#### Your assignment
The output should be limited to the line holding "Exercise. Pick out the grey" and the lines after it through the end of the entries, each restated exactly.

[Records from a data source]

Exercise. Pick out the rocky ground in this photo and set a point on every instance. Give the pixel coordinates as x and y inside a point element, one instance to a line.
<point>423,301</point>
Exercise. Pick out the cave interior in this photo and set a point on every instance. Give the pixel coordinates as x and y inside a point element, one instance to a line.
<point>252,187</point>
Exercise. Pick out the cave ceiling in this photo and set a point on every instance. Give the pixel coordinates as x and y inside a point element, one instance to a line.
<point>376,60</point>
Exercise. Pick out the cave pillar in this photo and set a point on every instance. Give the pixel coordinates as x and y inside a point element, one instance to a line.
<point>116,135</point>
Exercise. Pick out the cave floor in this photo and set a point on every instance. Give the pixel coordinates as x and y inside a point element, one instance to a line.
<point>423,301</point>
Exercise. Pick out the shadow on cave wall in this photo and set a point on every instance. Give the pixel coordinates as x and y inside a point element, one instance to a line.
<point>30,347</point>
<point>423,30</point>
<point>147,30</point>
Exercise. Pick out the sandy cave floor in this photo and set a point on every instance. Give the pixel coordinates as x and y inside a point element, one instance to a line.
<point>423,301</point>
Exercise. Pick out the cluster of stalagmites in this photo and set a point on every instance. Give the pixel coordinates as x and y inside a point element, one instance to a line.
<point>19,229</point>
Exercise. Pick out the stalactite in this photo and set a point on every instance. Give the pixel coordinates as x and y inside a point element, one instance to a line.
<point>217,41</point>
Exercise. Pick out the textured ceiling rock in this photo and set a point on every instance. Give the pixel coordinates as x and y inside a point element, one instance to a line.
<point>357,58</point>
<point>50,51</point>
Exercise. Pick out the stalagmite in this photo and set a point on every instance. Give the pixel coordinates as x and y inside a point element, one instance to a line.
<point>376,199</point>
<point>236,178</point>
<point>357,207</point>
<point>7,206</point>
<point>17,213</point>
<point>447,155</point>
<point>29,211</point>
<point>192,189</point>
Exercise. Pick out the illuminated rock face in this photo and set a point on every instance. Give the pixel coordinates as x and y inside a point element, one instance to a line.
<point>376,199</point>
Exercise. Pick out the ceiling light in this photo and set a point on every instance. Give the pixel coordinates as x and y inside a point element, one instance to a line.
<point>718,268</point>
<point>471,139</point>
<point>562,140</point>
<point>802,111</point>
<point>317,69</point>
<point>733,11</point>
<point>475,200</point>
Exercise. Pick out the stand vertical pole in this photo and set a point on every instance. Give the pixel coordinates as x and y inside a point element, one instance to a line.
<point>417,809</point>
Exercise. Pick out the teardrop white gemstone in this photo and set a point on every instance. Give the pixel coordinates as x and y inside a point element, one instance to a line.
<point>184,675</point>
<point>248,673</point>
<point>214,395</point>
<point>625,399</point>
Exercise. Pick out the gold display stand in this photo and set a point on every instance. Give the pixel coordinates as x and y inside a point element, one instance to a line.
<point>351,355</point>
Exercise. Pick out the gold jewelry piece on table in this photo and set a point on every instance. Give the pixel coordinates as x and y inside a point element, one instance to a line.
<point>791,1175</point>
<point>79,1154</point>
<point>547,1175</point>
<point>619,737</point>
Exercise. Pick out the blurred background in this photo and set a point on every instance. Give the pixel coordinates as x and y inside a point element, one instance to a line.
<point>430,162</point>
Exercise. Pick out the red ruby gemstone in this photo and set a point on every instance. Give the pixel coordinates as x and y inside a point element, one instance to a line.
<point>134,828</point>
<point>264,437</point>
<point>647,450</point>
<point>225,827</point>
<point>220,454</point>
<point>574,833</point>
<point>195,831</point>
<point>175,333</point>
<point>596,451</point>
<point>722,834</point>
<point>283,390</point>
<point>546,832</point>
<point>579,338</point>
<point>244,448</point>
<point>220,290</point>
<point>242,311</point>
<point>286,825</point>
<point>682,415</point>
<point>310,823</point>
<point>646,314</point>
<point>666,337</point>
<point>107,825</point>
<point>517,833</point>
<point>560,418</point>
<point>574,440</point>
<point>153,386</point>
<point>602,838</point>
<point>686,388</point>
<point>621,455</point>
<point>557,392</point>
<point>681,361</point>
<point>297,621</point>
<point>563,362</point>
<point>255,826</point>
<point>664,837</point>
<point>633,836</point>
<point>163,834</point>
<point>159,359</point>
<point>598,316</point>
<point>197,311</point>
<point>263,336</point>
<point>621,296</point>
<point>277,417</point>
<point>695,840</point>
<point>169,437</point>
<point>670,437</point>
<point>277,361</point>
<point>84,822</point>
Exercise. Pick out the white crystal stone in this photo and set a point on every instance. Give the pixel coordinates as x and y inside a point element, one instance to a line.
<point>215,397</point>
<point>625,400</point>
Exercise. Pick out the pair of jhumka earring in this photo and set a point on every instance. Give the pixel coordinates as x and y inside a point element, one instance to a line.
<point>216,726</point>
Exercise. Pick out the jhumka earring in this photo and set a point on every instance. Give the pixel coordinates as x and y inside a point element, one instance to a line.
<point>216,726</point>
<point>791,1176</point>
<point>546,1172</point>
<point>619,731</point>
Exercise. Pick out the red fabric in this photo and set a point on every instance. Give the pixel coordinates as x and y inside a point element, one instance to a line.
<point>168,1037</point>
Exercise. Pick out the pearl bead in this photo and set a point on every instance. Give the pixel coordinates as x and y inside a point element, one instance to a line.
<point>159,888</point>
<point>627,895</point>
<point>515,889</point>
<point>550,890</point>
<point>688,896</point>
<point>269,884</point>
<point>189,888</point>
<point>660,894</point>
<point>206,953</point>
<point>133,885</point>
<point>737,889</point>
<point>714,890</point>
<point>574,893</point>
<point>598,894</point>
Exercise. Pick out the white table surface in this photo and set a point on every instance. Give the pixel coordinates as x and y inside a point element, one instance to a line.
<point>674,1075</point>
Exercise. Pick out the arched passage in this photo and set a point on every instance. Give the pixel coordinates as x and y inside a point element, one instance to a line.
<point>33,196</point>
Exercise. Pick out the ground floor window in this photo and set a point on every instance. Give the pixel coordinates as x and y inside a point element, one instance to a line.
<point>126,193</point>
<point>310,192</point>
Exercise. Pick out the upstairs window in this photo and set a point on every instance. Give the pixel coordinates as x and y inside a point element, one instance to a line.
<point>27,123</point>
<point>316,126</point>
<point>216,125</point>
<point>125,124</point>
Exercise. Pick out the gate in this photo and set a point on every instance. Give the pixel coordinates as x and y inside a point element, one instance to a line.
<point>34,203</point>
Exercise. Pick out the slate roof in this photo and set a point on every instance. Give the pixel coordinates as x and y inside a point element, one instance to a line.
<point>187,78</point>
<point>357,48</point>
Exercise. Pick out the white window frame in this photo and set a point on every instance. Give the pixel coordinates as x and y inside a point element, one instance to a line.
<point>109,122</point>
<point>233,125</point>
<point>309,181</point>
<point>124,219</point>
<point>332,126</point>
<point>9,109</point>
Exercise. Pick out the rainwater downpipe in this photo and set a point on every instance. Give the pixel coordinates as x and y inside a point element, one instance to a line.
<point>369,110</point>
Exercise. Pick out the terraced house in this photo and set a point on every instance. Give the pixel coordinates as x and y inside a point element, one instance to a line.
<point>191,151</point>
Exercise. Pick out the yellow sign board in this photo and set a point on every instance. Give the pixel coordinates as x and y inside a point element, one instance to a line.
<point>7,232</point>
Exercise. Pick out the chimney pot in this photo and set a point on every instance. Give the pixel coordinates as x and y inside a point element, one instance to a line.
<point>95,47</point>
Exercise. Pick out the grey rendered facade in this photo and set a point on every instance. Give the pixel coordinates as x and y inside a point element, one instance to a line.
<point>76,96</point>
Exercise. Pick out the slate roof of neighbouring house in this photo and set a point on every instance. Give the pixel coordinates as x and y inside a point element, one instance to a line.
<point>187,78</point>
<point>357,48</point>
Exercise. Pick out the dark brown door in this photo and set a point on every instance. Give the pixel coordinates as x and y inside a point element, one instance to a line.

#### Answer to the problem
Exercise. Pick out the grey rendered facade in this photo and set a point on every instance. Give the pixel coordinates as x and y inside a point element, one instance to a line.
<point>76,96</point>
Exercise. Pick out the slate roof of neighbouring house in this photo and set a point on every instance. Give the pixel coordinates as x and y inside a point element, one instance to a line.
<point>187,78</point>
<point>357,48</point>
Exercise. Pick out the dark brown door in this photo and set a point on every instance. Give the pixel coordinates as x and y inside a point element, one instance to a line.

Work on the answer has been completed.